=== Consigne 1 ===
Repérez dans les entrées chaque ligne contenant la chaîne « positive » et recopiez-la, en respectant la casse.

* * * * * * *

Le privacy Shield 2.0 en bonne voie … mais déjà dans le viseur de Max Schrems

Ce vendredi 25 mars, la Présidente de la Commission Européenne Ursula von der Leyen et le Président des Etats-Unis Joe Biden ont annoncé avoir trouvé un accord de principe concernant les transferts de données transatlantiques, soit presque deux ans après son annulation par la Cour de Justice de l’Union Européenne. La Présidente de la Commission a en effet, déclaré que «  Nous avons trouvé un accord de principe sur un nouveau cadre pour les flux de données transatlantiques. Cela permettra des flux de données prévisibles et dignes de confiance entre l’UE et les États-Unis, tout en préservant la vie privée et les libertés civiles. »

Alors même que la substance de cet accord n’est pas encore connue, l’association NOYB présidée par Max Schrems – qui a donné son nom à l’arrêt ayant annulé le Privacy Shield en 2020 – l’a d’ores et déjà dans son collimateur. Max Schrems n’est en effet pas particulièrement enjoué par cette annonce, estimant que « nous avons déjà eu un accord purement politique en 2015 qui n’avait aucune base juridique. D’après ce que vous entendez, nous pourrions jouer le même jeu une troisième fois maintenant. L’accord était apparemment un symbole voulu par Mme von der Leyen, mais il ne bénéficie pas du soutien des experts à Bruxelles, car les États-Unis n’ont pas bougé » . Il ajoute par ailleurs qu’il est « regrettable que l’UE et les États-Unis n’aient pas profité de cette situation pour parvenir à un accord de « non-espionnage » , avec des garanties de base entre démocraties partageant les mêmes idées. Les clients et les entreprises sont confrontés à de nouvelles années d’incertitude juridique » .

L’APD norvégienne partage ces préoccupations, et va même plus loin en annonçant qu’ iI est possible que le nouveau cadre soit également contesté devant la Cour européenne de justice. Cependant, une fois le cadre adopté et opérationnel, il sera valable jusqu’à ce qu’il soit finalement annulé par la Cour de justice européenne » . Peut-être anticipe-t-elle déjà le probable futur recours de NOYB.

Un nouvel accord prenant en compte les reproches de la CJUE


Et pourtant ! Malgré les inquiétudes fondées de Max Schrems, il nous faut constater que les reproches formulés par la Cour de Justice de l’UE en 2020 contre le « Privacy Shield » ont été entendus. Mieux encore, la volonté politique est de trouver un accord qui n’aura pas les mêmes défauts. En effet, la Maison Blanche a annoncé que « les États-Unis se sont engagés à implémenter de nouveaux garde-fous pour assurer que les activités de renseignement sont les seules nécessaires et proportionnées à la poursuite d’objectifs de sécurité nationale définis, ce qui permettra de garantir la confidentialité des données à caractère personnel des résidents de l’Union Européenne ». Par ailleurs, a été annoncée la création « d’un nouveau mécanisme permettant aux citoyens de l’UE de demander réparation s’ils estiment être illégalement ciblés par les activités de renseignement électromagnétique ».

* * * * * * *

=== Consigne 2 ===
Poursuivez l'article sur le Privacy Shield 2.0 à partir de sa dernière phrase.

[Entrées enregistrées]
* * * * * * *

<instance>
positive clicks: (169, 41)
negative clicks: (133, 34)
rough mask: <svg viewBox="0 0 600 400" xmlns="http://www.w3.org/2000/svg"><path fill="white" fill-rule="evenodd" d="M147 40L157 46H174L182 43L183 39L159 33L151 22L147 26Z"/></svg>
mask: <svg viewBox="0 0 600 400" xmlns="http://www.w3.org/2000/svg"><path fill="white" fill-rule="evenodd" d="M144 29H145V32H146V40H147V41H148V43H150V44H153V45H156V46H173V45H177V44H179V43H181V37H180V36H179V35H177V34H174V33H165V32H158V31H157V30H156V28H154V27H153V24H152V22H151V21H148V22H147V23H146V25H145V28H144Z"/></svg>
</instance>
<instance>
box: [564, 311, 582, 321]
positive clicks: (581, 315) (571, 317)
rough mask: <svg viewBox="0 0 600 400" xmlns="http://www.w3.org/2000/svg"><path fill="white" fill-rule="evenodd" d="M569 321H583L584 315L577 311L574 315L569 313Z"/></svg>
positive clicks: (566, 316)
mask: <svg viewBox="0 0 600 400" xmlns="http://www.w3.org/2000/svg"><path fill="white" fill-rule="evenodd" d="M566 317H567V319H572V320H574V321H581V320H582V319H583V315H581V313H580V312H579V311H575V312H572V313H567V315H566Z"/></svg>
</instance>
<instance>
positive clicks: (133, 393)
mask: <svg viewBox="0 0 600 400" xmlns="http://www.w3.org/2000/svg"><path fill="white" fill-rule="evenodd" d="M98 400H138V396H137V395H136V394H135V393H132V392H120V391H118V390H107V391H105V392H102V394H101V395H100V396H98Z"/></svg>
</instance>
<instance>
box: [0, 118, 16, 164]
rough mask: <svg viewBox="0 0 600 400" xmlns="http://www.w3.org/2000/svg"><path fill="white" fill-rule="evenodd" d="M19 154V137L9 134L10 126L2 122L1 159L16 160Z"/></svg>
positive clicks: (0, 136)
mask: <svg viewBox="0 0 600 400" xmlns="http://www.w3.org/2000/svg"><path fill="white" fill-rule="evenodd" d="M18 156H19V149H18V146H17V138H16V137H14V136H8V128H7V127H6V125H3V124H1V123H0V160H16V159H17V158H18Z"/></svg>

* * * * * * *

=== Résultat attendu 1 ===
positive clicks: (169, 41)
positive clicks: (581, 315) (571, 317)
positive clicks: (566, 316)
positive clicks: (133, 393)
positive clicks: (0, 136)

=== Résultat attendu 2 ===
Quelques exemples ont même été fournis :

  • La collecte de données de renseignement ne peut être réalisée que si cela est nécessaire pour préserver la sécurité nationale, et ne doit pas atteindre de manière disproportionnée la protection de la vie privée et les libertés civiles des personnes ;
  • Les résidents de l’Union Européenne bénéficieront d’un mécanisme de recours à plusieurs niveau afin de pouvoir demander réparation. Cela comprendrait un tribunal indépendant qui serait composé de personnes choisies en dehors du gouvernement américain qui auraient pleine autorité pour statuer sur les réclamations et orienter les mesures correctives si nécessaire
  • Les services de renseignement états-uniens vont adopter des procédures pour assurer le respect des nouvelles normes en matière de vie privée et de libertés civiles.


En réalité, les inquiétudes de Max Schrems de ne sont pas infondées : cet accord semble presque trop beau pour être vrai, alors même que deux Sénateurs états-uniens dénonçaient encore en février les collectes de massives, par la CIA, des données des citoyens américains, en l’absence de presque tout garde-fou.

Et en pratique, comment est-ce que ça va se passer ?


En pratique, ce n’est pas cet accord qui va permettre la transfert de données transatlantiques. En effet, tout transfert de données personnelles hors Union Européenne (et Zone EEE) doit obligatoirement être fondé sur une décision d’adéquation (ou, à défaut, sur d’autres outils). Or, une décision d’adéquation est donnée uniquement si le cadre juridique du pays concerné est jugé comme conférant un niveau de protection équivalent au droit de l’Union.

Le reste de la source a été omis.